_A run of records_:
________________________

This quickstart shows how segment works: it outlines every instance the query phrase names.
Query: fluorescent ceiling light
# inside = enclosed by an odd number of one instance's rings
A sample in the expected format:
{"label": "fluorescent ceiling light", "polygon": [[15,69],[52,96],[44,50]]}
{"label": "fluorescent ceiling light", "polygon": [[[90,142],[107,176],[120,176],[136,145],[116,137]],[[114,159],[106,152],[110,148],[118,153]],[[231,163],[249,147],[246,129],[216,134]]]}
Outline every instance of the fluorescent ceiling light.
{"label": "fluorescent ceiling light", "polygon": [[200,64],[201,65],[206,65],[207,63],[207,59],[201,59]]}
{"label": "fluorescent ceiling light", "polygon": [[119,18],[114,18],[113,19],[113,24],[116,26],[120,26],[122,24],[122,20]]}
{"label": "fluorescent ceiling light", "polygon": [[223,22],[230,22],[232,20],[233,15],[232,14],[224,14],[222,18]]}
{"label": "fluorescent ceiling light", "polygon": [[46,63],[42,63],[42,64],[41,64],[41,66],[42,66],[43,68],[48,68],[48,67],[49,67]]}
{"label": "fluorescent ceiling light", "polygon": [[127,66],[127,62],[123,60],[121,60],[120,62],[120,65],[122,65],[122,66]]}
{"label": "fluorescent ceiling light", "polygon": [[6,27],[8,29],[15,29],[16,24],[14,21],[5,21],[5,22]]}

________________________

_WRITTEN PROBLEM_:
Set down the listing in full, keeping every word exactly as it is.

_THE REPLY_:
This quickstart shows how segment works: it outlines every instance the query phrase names.
Query: fluorescent ceiling light
# inside = enclosed by an odd number of one instance's rings
A sample in the expected format:
{"label": "fluorescent ceiling light", "polygon": [[15,69],[52,96],[44,50]]}
{"label": "fluorescent ceiling light", "polygon": [[[90,142],[107,176],[120,176],[136,145],[116,137]],[[114,159],[106,152],[110,148],[118,153]],[[231,163],[249,147],[246,129],[216,134]]]}
Outline every instance of the fluorescent ceiling light.
{"label": "fluorescent ceiling light", "polygon": [[200,64],[201,65],[206,65],[207,63],[207,59],[201,59]]}
{"label": "fluorescent ceiling light", "polygon": [[119,18],[114,18],[113,19],[113,24],[116,26],[120,26],[122,24],[122,20]]}
{"label": "fluorescent ceiling light", "polygon": [[223,22],[230,22],[232,20],[233,15],[232,14],[224,14],[222,18]]}
{"label": "fluorescent ceiling light", "polygon": [[46,63],[42,63],[42,64],[41,64],[41,66],[42,66],[43,68],[48,68],[48,67],[49,67]]}
{"label": "fluorescent ceiling light", "polygon": [[127,66],[127,62],[123,60],[121,60],[120,62],[120,65],[122,65],[122,66]]}
{"label": "fluorescent ceiling light", "polygon": [[6,27],[8,29],[15,29],[16,24],[14,21],[5,21],[5,22]]}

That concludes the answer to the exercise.